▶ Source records
- - - - - - -

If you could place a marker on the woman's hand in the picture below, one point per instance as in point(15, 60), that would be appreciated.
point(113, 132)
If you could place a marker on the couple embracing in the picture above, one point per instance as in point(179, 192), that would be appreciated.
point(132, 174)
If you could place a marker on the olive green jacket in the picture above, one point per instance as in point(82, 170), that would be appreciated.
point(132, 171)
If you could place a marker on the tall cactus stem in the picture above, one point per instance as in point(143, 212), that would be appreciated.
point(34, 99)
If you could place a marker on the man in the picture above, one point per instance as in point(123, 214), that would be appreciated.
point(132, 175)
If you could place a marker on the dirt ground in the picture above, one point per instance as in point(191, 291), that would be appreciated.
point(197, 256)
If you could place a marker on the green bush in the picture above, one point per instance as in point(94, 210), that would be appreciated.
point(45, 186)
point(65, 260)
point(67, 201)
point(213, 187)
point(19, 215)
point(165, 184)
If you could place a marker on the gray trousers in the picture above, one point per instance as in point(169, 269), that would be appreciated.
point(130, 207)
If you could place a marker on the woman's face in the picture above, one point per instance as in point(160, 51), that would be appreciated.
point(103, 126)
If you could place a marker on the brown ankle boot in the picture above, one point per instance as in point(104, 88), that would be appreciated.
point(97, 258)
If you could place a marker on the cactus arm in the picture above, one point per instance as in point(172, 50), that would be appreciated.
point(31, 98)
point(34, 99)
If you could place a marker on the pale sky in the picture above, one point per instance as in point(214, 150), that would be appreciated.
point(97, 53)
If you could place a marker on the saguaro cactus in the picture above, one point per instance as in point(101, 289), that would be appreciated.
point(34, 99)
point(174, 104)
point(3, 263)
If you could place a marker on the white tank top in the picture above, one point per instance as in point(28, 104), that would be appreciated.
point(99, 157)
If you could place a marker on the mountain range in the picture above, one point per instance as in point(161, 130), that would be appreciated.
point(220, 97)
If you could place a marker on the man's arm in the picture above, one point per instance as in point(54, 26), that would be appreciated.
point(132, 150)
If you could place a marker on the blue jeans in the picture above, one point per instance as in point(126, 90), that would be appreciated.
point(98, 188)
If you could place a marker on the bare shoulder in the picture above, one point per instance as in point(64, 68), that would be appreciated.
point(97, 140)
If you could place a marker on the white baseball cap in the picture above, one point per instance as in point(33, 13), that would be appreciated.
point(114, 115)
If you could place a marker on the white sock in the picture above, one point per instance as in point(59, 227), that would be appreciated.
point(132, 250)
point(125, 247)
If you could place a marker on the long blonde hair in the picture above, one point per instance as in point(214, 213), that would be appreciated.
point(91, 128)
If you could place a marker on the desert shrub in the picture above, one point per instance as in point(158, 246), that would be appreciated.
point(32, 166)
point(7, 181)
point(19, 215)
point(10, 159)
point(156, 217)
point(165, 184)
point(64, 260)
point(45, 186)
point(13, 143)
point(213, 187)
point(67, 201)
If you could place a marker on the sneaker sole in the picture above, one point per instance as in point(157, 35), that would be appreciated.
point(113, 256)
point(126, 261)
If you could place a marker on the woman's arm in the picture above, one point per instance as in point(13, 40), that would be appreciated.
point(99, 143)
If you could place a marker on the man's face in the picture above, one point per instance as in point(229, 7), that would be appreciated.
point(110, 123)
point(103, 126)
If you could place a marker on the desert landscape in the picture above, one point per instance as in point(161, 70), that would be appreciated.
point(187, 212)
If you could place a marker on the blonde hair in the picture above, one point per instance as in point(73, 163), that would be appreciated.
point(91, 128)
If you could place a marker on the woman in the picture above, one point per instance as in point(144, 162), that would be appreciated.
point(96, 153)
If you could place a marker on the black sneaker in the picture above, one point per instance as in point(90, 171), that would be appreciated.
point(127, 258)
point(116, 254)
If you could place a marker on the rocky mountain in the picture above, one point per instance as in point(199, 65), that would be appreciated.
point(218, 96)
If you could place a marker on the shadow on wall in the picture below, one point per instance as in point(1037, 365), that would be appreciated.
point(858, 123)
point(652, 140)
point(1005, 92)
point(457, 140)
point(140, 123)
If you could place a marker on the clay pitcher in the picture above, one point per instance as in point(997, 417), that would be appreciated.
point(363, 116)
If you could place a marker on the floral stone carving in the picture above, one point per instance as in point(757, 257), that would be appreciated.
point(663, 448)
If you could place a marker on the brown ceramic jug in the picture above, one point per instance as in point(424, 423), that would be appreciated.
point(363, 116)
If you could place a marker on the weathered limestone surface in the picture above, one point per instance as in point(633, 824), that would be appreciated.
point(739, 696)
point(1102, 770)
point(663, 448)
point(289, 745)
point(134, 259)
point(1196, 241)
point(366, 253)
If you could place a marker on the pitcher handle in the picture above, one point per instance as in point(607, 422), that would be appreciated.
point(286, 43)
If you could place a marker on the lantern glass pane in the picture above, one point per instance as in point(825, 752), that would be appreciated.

- - - - - - -

▶ Task
Exactly as shown, repeat every record.

▶ Task output
If you could place a marker on the woman's hand in the picture below, one point per instance as in point(15, 60), that would be appreciated.
point(113, 132)
If you could place a marker on the couple embracing in the picture above, one point per instance as in point(179, 192), that would be appreciated.
point(132, 174)
If you could place a marker on the olive green jacket in the picture above, one point per instance as in point(82, 170), that would be appreciated.
point(132, 171)
If you could place a marker on the tall cactus stem in the picture above, one point per instance as in point(143, 212), that would be appreciated.
point(34, 99)
If you could place a marker on the man in the picture above, one point per instance as in point(123, 214), that would be appreciated.
point(132, 175)
If you could place a marker on the dirt ground in the picture above, one point per instance as in point(191, 291), that would be appreciated.
point(197, 256)
If you could place a marker on the green bush in the picture above, one point per instance as in point(94, 210), that would be appreciated.
point(45, 186)
point(65, 260)
point(67, 201)
point(213, 187)
point(19, 215)
point(165, 184)
If you could place a marker on the gray trousers in the picture above, one point per instance as in point(169, 269), that would be appreciated.
point(130, 207)
If you could place a marker on the woman's face in the picture above, one point per instance as in point(160, 51), that would be appreciated.
point(103, 126)
If you could place a marker on the brown ankle boot in the picture above, one point per instance as in point(104, 88), that would be appreciated.
point(97, 258)
If you could place a marker on the cactus arm in the picture above, one point per instance as in point(172, 50), that would be appreciated.
point(31, 98)
point(34, 99)
If you could place a marker on the pale sky in the picture above, one point per instance as in point(214, 150), that would be appreciated.
point(97, 53)
If you could place a marker on the saguaro cactus in the picture above, one point per instance as in point(101, 289), that would be appreciated.
point(34, 99)
point(174, 104)
point(3, 263)
If you could place a marker on the white tank top in the picture above, one point per instance as in point(28, 104), that would be appreciated.
point(99, 157)
If you could place a marker on the mountain range in the picture above, one point per instance as in point(161, 130), that would be appreciated.
point(220, 97)
If you could place a marker on the man's arm in the picture above, one point per instance as in point(54, 26), that would be appreciated.
point(132, 150)
If you could place a marker on the blue jeans in the picture above, one point per instance as in point(126, 90), that would be appreciated.
point(98, 188)
If you could place a marker on the bare shoulder in the picture above, one point per instance as in point(64, 68), that would be appreciated.
point(97, 140)
If you could place a marker on the white baseball cap in the picture above, one point per instance as in point(33, 13), that would be appreciated.
point(114, 115)
If you could place a marker on the white sock in the picture above, one point per instance as in point(59, 227), that would be appreciated.
point(132, 250)
point(125, 247)
If you could place a marker on the long blonde hair in the picture above, one point per instance as in point(214, 213), that would be appreciated.
point(91, 128)
If you could place a marker on the desert shrub in the picture above, one point per instance as in point(158, 246), that would be appreciated.
point(32, 166)
point(7, 181)
point(19, 215)
point(10, 159)
point(156, 217)
point(165, 184)
point(64, 260)
point(45, 186)
point(13, 143)
point(213, 187)
point(67, 201)
If you could place a marker on the sneaker sole in the picture above, one point per instance as in point(157, 35), that would be appreciated.
point(113, 256)
point(126, 261)
If you could place a marker on the woman's arm in the picture above, one point per instance as in point(13, 40), that would be appreciated.
point(99, 143)
If you could place a marker on the man's face in the picture above, one point per instance as in point(229, 7), that would be appreciated.
point(110, 123)
point(103, 126)
If you could place a marker on the desert landscape in the picture above, one point per instance as in point(161, 70), that would be appreciated.
point(187, 212)
If you could place a marker on the blonde hair in the picture above, one point per instance as in point(73, 163), that would be appreciated.
point(91, 128)
If you could place a marker on the woman in the picture above, one point per instance as in point(144, 162), that would be appreciated.
point(96, 153)
If you could place a marker on the black sneaker in the picture above, one point per instance as in point(90, 171), that would be appreciated.
point(127, 258)
point(116, 254)
If you could place a marker on the rocky mountain in the picture above, one point per instance as in point(199, 65), that would be appreciated.
point(218, 96)
If you could place a marker on the shadow on wall in the picture below, one point per instance as in point(1037, 365), that would be appreciated.
point(858, 123)
point(652, 140)
point(1005, 92)
point(457, 140)
point(140, 123)
If you could place a marker on the clay pitcher in the picture above, one point per instance as in point(997, 417), that would be appreciated.
point(363, 116)
If you could place a marker on the floral stone carving in the picture above, one point per instance as in point(757, 257), that would be appreciated.
point(663, 448)
If you could place a marker on the brown ceramic jug in the picture above, one point per instance as in point(424, 423), that would be appreciated.
point(363, 116)
If you could place a marker on the weathered limestone surface in the picture above, one point per instance as in point(633, 824), that would be appreciated.
point(739, 696)
point(1102, 770)
point(663, 448)
point(289, 745)
point(134, 259)
point(1196, 241)
point(366, 253)
If you could place a marker on the pitcher handle in the picture above, one point per instance as in point(607, 422), that would be appreciated.
point(286, 43)
If you could place a marker on the lantern glass pane in the picture above, one point per instance as in point(825, 752), that would be appreciated.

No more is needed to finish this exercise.